> [Work instructions]:
Could you put the part of the records that opens with the line containing "Can you spot the fox head" and closes with the line containing "x=147, y=101" into a numbered list, with both of those lines included and any blank lines left out?

··· Data for this exercise

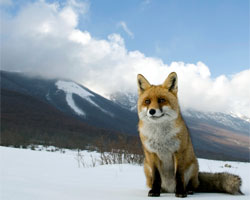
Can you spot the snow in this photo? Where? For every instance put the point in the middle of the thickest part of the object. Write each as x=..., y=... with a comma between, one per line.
x=29, y=175
x=71, y=88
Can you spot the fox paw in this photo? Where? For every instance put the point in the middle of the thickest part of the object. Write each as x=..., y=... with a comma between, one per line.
x=153, y=193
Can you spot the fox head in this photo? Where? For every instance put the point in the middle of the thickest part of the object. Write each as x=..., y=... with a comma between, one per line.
x=158, y=103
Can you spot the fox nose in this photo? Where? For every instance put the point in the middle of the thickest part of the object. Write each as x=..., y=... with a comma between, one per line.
x=152, y=111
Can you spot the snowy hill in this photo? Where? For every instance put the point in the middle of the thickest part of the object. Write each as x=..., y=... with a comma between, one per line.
x=65, y=113
x=29, y=175
x=73, y=100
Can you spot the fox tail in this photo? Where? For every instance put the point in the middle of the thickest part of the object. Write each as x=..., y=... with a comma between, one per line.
x=219, y=182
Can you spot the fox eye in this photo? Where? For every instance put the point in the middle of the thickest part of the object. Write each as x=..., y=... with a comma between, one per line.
x=161, y=100
x=147, y=101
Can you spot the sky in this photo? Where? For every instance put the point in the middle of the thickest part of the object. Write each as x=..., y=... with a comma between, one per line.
x=105, y=44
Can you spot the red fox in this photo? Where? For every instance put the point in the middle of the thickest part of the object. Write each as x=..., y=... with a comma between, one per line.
x=170, y=163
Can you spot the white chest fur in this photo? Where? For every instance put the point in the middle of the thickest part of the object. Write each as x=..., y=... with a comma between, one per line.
x=160, y=138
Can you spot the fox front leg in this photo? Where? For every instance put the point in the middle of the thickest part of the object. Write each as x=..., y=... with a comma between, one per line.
x=180, y=190
x=156, y=187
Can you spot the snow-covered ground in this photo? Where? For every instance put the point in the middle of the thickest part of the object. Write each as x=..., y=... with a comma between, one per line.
x=34, y=175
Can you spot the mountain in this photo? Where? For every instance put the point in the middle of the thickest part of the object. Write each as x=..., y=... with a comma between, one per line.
x=214, y=135
x=73, y=100
x=65, y=113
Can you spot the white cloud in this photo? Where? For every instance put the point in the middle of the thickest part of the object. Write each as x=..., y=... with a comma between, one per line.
x=43, y=38
x=124, y=26
x=6, y=2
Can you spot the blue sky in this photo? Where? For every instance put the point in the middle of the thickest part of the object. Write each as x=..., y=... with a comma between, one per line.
x=104, y=44
x=215, y=32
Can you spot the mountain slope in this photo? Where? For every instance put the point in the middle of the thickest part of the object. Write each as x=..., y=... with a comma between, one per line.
x=74, y=100
x=26, y=120
x=93, y=116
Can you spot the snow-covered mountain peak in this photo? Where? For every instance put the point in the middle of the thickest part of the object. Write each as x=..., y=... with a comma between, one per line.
x=71, y=88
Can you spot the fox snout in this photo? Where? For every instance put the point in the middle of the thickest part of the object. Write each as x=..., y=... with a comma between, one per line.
x=154, y=113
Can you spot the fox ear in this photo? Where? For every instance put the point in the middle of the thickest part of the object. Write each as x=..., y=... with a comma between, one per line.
x=142, y=83
x=171, y=83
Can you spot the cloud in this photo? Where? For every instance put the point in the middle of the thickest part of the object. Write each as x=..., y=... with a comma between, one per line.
x=124, y=26
x=6, y=2
x=43, y=38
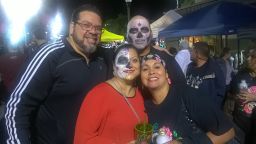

······

> [Solution to this exercise]:
1. Can you spot the fox head in this photo? Where? For every instance put the point in the middle of the thickest part of the object. Write each as x=..., y=... with a comma between, one per line.
2. x=158, y=103
3. Can you spot the fox nose in this photo? Where? For every instance put the point in the middle of the thickest part of the object. Write each as x=..., y=... with a comma between, one per line.
4. x=152, y=111
5. Can you spot the snowy hill in this photo? Where? For every instance put the point in the middle of the thickest part of the object. Write each as x=..., y=... with a comma between, one per line.
6. x=65, y=113
7. x=29, y=175
8. x=73, y=100
9. Can you spot the fox tail in this photo? Where? For every instance put the point in the middle of the thickest part of the object. Write each as x=..., y=... with a comma between, one per line.
10. x=219, y=182
11. Can you spot the fox eye in this photo? Where? For every instance put the point in the middle of the thickest part of the object. Write each as x=..., y=... with a comma between, one per line.
12. x=161, y=100
13. x=147, y=101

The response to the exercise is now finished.